• Directions for this task: Could you copy every line from the material below in which "fence" appears?

═══ Material for the task

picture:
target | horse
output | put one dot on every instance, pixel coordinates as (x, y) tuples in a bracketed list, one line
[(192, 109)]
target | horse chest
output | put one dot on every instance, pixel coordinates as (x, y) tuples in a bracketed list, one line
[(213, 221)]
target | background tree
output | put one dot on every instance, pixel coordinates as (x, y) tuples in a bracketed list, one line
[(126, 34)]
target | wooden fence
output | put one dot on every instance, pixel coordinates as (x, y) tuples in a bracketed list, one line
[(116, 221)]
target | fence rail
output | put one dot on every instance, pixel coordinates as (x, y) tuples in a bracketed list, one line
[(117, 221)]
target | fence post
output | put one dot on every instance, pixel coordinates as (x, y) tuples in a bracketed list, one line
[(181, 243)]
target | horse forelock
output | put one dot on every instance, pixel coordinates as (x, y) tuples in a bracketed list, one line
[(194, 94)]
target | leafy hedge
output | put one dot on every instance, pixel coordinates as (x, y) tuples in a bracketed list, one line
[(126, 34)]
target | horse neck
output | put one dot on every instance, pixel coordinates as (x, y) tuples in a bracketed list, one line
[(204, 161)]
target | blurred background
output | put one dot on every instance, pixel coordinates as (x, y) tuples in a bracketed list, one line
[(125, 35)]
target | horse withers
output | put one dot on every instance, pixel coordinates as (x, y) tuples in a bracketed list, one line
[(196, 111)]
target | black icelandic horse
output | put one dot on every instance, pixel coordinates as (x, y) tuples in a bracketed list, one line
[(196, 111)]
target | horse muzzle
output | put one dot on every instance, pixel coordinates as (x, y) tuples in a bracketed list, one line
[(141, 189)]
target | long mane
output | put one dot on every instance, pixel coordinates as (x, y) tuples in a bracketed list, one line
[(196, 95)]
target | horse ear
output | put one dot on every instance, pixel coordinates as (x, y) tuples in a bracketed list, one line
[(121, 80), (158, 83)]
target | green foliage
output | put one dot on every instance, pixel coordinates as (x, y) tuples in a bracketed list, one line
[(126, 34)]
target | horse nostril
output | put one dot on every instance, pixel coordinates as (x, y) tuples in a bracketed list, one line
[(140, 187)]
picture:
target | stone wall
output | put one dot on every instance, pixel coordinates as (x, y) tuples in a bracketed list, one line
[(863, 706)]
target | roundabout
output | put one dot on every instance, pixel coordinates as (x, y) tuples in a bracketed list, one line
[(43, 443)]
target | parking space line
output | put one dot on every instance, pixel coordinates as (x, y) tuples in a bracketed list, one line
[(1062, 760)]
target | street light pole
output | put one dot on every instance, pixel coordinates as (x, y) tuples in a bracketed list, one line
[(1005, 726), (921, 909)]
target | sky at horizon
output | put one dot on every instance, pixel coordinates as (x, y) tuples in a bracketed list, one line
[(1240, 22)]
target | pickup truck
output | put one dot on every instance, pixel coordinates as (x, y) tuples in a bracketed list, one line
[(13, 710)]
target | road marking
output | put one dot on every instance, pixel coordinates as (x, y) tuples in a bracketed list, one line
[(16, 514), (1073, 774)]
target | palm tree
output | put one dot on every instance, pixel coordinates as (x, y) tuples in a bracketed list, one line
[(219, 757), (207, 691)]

══════

• Result of this exercise:
target | wooden fence
target | fence rail
target | fence post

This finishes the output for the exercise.